(Data excerpts)

%%

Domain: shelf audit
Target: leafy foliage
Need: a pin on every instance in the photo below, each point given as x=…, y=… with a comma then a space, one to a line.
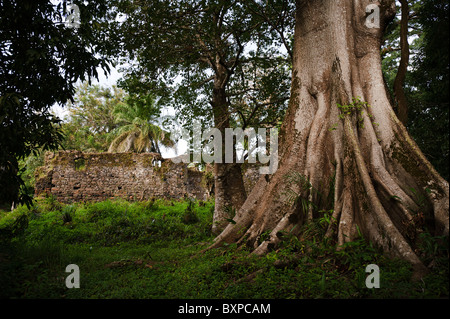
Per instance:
x=427, y=80
x=40, y=60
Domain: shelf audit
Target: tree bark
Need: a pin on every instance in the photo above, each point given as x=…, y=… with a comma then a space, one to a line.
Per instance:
x=359, y=162
x=229, y=189
x=399, y=93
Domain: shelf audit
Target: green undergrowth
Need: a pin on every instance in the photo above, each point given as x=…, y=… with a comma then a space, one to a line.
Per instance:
x=154, y=249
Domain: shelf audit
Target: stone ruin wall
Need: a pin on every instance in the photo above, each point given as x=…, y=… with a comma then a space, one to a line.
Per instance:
x=73, y=176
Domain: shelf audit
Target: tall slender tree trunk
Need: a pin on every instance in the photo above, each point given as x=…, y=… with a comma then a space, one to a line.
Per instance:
x=229, y=190
x=357, y=160
x=399, y=92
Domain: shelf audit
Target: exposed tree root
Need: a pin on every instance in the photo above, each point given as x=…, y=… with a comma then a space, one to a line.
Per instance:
x=353, y=157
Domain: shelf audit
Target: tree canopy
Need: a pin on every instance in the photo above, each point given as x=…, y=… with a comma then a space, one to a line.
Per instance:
x=40, y=60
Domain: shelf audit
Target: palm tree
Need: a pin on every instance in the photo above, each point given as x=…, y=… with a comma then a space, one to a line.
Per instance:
x=137, y=133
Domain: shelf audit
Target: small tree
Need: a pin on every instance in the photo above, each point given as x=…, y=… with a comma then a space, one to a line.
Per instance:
x=137, y=133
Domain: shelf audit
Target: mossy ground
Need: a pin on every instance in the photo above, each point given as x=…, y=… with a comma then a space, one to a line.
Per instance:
x=153, y=249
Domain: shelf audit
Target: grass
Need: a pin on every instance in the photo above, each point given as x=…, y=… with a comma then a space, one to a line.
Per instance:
x=152, y=250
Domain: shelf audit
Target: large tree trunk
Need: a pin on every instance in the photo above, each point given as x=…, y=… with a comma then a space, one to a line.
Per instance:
x=229, y=189
x=360, y=162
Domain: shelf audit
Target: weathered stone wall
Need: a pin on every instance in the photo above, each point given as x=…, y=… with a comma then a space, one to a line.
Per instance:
x=73, y=176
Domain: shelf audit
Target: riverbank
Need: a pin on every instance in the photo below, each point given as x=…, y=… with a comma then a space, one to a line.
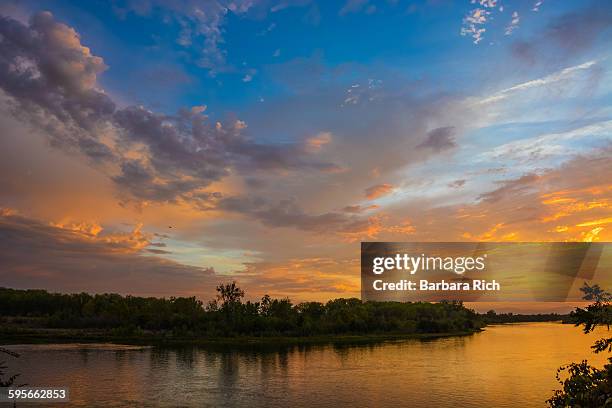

%%

Action item: Copy each line in the data that holds the word "tree".

Worked solution:
Target: tree bark
Target: tall slender tree trunk
Target: exposed tree root
Target: tree canopy
Target: palm tree
Target: small tree
Target: large tree trunk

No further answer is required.